→ **Material for this task**
----------
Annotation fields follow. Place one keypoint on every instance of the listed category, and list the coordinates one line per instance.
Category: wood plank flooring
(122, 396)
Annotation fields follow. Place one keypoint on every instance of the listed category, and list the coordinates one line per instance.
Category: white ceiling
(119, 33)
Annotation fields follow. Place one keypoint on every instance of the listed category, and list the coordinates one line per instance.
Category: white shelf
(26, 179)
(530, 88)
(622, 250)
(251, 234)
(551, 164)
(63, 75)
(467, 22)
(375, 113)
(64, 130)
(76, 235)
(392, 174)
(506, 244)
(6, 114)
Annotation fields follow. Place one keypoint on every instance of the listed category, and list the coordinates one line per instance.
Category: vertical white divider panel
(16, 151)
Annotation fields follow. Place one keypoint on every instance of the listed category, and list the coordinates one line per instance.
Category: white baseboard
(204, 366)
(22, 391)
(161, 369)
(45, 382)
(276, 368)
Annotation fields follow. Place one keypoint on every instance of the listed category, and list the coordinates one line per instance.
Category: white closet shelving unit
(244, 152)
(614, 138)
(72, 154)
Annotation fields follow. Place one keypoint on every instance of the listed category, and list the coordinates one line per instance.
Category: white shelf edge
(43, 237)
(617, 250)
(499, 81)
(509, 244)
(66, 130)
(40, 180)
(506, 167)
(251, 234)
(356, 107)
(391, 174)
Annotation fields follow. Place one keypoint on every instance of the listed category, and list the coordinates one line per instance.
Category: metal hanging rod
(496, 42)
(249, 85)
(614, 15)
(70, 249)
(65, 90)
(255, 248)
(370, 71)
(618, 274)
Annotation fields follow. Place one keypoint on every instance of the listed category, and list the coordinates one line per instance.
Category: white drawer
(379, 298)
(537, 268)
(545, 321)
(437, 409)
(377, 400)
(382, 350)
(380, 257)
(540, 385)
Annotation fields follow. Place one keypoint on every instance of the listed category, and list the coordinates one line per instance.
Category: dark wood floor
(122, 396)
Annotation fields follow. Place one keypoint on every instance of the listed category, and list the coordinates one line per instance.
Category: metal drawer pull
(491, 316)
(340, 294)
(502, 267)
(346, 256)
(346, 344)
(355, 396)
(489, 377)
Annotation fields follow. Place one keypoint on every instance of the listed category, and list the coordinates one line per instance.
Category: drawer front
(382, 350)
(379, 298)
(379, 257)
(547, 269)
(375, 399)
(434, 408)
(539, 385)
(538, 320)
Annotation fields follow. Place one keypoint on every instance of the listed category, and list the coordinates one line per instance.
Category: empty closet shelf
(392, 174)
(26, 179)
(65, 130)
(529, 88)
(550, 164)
----------
→ **Task goal**
The whole of the data must be given again, exactly as shown.

→ **Solved exercise**
Annotation fields follow. Place one keypoint on every instance of the listed category, and list the coordinates one line per instance.
Category: wood plank flooring
(122, 396)
Annotation fields follow. Place one keypoint on every instance of the listed category, and list the coordinates one line per instance.
Category: white ceiling
(119, 33)
Annotation fields follow. Place one keypoint on every instance of the listed category, and list the coordinates one line per instance.
Category: white shelf
(26, 179)
(530, 88)
(622, 250)
(251, 234)
(551, 164)
(63, 75)
(467, 22)
(375, 113)
(64, 130)
(76, 235)
(392, 174)
(506, 244)
(6, 114)
Annotation fields follow. Place one keypoint on every instance of the listed category, and list the coordinates one line per instance.
Category: vertical white divider panel
(16, 151)
Annotation fields follow. Place one keypoint on every instance of the listed category, and list the coordinates one line per instance.
Category: white baseboard
(204, 366)
(22, 391)
(161, 369)
(45, 382)
(276, 368)
Annotation fields follow. Place one keypoint on every instance of the listed category, and list the coordinates one line per instance.
Category: white closet shelving unit
(244, 152)
(614, 138)
(72, 154)
Annotation fields follow. Place one keypoint on every instance of the listed category, and list the coordinates one line per instance.
Category: white shelf edge
(43, 237)
(617, 250)
(499, 81)
(509, 244)
(66, 130)
(40, 180)
(506, 167)
(251, 234)
(356, 107)
(391, 174)
Annotation fields follow. Place one keypoint on every instance of the listed category, and list the coordinates one line per instance.
Category: metal hanging rod
(496, 42)
(249, 85)
(614, 15)
(70, 249)
(65, 90)
(255, 248)
(370, 71)
(618, 274)
Annotation fields follow. Place one keypoint on every instance of the listed category, and list the coordinates one line per instance.
Category: white drawer
(379, 298)
(537, 268)
(545, 321)
(437, 409)
(377, 400)
(382, 350)
(380, 257)
(540, 385)
Annotation fields follow. Place one keypoint on every instance of the listed category, and list the coordinates one line per instance.
Category: dark wood floor
(122, 396)
Annotation fields follow. Place one keypoint on every instance of the listed category, and list the coordinates one line per instance.
Category: metal drawer pull
(491, 316)
(340, 294)
(502, 267)
(346, 256)
(346, 344)
(355, 396)
(489, 377)
Annotation fields follow. Place one keypoint on every instance of the listed category, and list the coordinates one line per instance.
Category: drawer front
(382, 350)
(379, 298)
(379, 257)
(547, 269)
(375, 399)
(434, 408)
(539, 385)
(538, 320)
Annotation fields follow. Place one keypoint on every instance of the listed category, and list the coordinates one line per instance.
Category: empty closet shelf
(392, 174)
(26, 179)
(65, 130)
(529, 88)
(550, 164)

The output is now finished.